- **Task**:
Look at the entries below and reproduce them exactly.
────
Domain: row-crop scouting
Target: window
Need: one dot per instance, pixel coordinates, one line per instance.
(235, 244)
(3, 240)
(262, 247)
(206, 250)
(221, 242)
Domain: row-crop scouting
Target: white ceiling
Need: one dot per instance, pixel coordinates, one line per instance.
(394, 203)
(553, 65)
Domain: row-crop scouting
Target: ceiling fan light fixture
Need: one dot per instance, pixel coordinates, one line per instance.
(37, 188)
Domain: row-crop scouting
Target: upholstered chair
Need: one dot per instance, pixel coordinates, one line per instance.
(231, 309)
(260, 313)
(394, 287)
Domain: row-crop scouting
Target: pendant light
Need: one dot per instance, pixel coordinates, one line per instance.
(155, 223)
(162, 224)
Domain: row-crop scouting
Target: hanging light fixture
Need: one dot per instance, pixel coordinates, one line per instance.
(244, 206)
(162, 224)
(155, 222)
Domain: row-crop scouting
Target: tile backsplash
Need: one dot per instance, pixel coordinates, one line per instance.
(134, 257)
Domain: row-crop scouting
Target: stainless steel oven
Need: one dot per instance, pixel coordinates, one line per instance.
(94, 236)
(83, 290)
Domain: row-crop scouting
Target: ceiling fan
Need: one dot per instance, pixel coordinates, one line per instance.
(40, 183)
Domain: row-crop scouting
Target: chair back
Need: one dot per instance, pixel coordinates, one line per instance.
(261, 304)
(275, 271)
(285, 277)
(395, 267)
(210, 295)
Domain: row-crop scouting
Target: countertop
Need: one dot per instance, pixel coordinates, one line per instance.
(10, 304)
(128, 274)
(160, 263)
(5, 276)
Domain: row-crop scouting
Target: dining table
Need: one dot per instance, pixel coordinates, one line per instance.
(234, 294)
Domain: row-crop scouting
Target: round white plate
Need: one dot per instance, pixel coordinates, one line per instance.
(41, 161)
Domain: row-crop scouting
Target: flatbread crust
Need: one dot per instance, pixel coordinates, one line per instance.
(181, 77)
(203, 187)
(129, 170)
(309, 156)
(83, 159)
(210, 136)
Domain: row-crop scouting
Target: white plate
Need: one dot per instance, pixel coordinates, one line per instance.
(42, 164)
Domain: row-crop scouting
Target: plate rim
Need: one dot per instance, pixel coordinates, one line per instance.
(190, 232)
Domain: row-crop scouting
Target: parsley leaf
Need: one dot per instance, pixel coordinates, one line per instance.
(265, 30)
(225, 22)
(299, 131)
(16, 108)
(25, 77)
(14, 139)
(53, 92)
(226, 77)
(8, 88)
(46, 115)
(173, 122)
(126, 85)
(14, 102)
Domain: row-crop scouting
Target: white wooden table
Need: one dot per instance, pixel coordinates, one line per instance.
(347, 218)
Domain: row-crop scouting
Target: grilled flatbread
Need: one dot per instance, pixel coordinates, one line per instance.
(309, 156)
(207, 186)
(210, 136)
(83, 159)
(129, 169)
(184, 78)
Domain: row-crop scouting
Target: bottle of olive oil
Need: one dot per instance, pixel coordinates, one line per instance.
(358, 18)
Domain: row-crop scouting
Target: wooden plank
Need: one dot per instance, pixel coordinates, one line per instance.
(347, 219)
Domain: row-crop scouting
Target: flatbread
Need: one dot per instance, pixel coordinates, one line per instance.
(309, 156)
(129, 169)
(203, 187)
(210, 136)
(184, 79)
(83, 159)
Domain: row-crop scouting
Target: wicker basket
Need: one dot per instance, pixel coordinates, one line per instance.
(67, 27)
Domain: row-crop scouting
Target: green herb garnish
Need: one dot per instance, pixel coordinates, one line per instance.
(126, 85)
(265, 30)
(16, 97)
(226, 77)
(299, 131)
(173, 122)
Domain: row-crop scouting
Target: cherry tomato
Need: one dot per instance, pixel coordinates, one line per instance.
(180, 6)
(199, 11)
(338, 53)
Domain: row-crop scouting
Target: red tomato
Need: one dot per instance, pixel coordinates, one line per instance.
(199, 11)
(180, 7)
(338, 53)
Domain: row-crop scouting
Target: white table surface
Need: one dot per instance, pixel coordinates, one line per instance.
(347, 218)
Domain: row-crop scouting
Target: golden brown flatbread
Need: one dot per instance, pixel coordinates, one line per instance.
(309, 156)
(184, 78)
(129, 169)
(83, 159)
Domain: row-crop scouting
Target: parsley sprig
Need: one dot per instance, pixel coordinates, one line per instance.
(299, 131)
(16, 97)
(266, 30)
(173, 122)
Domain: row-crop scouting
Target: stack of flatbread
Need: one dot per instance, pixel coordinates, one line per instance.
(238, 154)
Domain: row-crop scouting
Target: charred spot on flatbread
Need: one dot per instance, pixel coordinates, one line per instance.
────
- **Answer for the task**:
Domain: row-crop scouting
Target: window
Need: one dot per instance, pixel coordinates, one line per instance.
(235, 244)
(3, 240)
(262, 247)
(206, 250)
(221, 242)
Domain: row-crop scouting
Target: white ceiling
Need: one dot per instance, pixel coordinates, one line per instance.
(394, 203)
(553, 65)
Domain: row-crop scouting
Target: ceiling fan light fixture
Need: one dot per instance, pixel coordinates, one line per instance.
(37, 188)
Domain: row-crop scouting
Target: upholstered chair
Need: one dot per instance, pixel coordinates, one line per instance.
(231, 309)
(260, 313)
(394, 287)
Domain: row-crop scouting
Target: pendant light
Need: one dot per instance, pixel coordinates, one line per instance.
(155, 223)
(162, 224)
Domain: row-crop scouting
Target: hanging light fixture
Need: one dot per instance, pixel coordinates, one line per instance.
(244, 206)
(162, 224)
(155, 222)
Domain: row-crop scouting
Target: tile backsplash
Need: one dot per instance, pixel coordinates, one line per instance.
(134, 257)
Domain: row-crop scouting
Target: stainless steel oven
Need: one dot per instance, pixel coordinates, one line per instance.
(94, 236)
(83, 290)
Domain: row-crop scouting
Target: ceiling fan
Need: one dot per instance, pixel coordinates, one line per instance.
(40, 183)
Domain: row-crop scouting
Target: chair back
Need: one dot per instance, pixel coordinates, one line per instance.
(261, 304)
(275, 271)
(285, 277)
(395, 267)
(210, 295)
Domain: row-crop scouting
Target: countertop
Need: one dot per instance, pixel coordinates, one line per instance.
(10, 304)
(128, 274)
(160, 263)
(5, 276)
Domain: row-crop scouting
Target: dining table
Need: one dot per instance, pixel coordinates, one line per instance.
(234, 294)
Domain: row-crop scouting
Target: round white plate
Need: one dot per instance, pixel coordinates, one line per instance.
(41, 161)
Domain: row-crop scouting
Target: flatbread crust
Need: one dot per instance, pixel coordinates, one line per instance.
(181, 77)
(203, 187)
(129, 170)
(309, 156)
(83, 159)
(210, 136)
Domain: row-crop scouting
Target: white plate
Need: one dot per instance, pixel coordinates, one line per instance.
(42, 164)
Domain: row-crop scouting
Target: plate rim
Need: one dot per instance, pixel coordinates, one line per instance.
(190, 232)
Domain: row-crop scouting
Target: parsley leaf
Need: one dot per instance, pixel coordinates, one line per instance.
(265, 30)
(225, 22)
(299, 131)
(16, 108)
(25, 77)
(14, 139)
(53, 92)
(226, 77)
(8, 88)
(46, 115)
(173, 122)
(126, 85)
(14, 102)
Domain: row-crop scouting
Target: white wooden table
Need: one dot per instance, pixel coordinates, one line per instance.
(347, 218)
Domain: row-crop scouting
Target: grilled flatbread
Need: one dot per instance, pixel coordinates, one line per instance.
(309, 156)
(207, 186)
(210, 136)
(83, 159)
(129, 169)
(184, 78)
Domain: row-crop scouting
Target: bottle of olive oil
Need: one dot per instance, pixel coordinates, one line per instance.
(358, 18)
Domain: row-crop scouting
Target: wooden plank
Need: one dot per instance, pixel coordinates, one line per instance.
(347, 219)
Domain: row-crop scouting
Target: flatbread
Need: one dot per instance, pixel coordinates, one line per instance.
(309, 156)
(129, 169)
(203, 187)
(210, 136)
(184, 79)
(83, 159)
Domain: row-crop scouting
Target: wicker basket
Need: one dot per instance, pixel coordinates, one line per instance.
(67, 27)
Domain: row-crop scouting
Target: green herb garnish
Need: one dot per instance, pixel coordinates, one line per instance.
(126, 85)
(265, 30)
(16, 97)
(226, 77)
(299, 131)
(173, 122)
Domain: row-crop scouting
Target: cherry tomato
Need: one dot per instance, pixel coordinates, one line per instance.
(180, 6)
(199, 11)
(338, 53)
Domain: row-crop scouting
Target: red tomato
Need: one dot per instance, pixel coordinates, one line per instance.
(199, 11)
(180, 7)
(338, 53)
Domain: row-crop scouting
Target: white table surface
Need: one dot per instance, pixel coordinates, one line per instance.
(347, 218)
Domain: row-crop scouting
Target: golden brown flatbread
Need: one dot per instance, pixel coordinates, one line per instance.
(309, 156)
(184, 78)
(129, 169)
(83, 159)
Domain: row-crop scouting
Target: parsley sprig
Need: one dot per instance, pixel coordinates, one line per instance.
(299, 131)
(16, 97)
(266, 30)
(173, 122)
Domain: row-crop scouting
Target: stack of flatbread
Need: one dot per instance, pixel coordinates, one line per instance.
(238, 154)
Domain: row-crop scouting
Target: charred spot on flatbread
Need: one dot per instance, pixel coordinates, one line per instance.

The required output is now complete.